◆ Task directions ◆
Reproduce the listing exactly and skip over any pictures.

◆ Information given ◆

--------

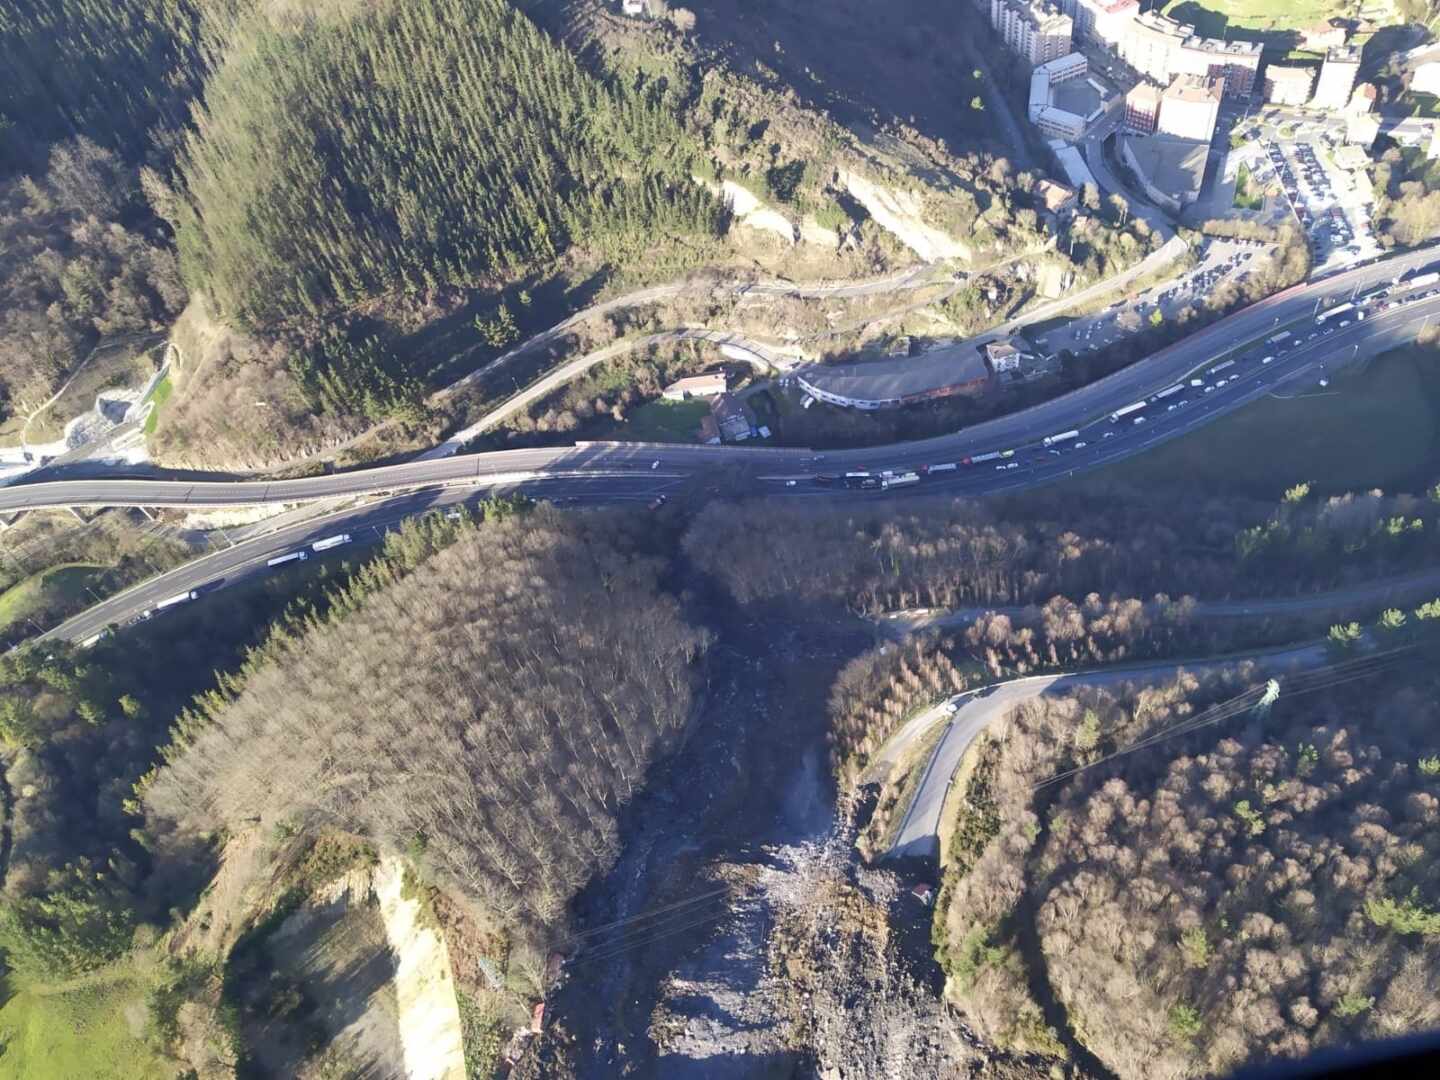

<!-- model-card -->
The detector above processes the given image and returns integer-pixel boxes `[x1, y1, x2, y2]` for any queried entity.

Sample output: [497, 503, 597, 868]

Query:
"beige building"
[1263, 64, 1316, 106]
[1312, 46, 1361, 111]
[1123, 81, 1162, 134]
[990, 0, 1073, 65]
[1158, 74, 1222, 143]
[1300, 21, 1348, 51]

--------

◆ Answer to this task ◆
<!-- model-card -->
The detector above processes the given image and returns integer-pixel boxes `[x1, y1, x2, y2]` for any queried entity.

Sample output: [497, 503, 597, 868]

Query:
"beige building"
[1263, 64, 1316, 106]
[1312, 46, 1361, 111]
[1123, 81, 1162, 134]
[990, 0, 1073, 65]
[1158, 74, 1222, 143]
[1300, 21, 1348, 51]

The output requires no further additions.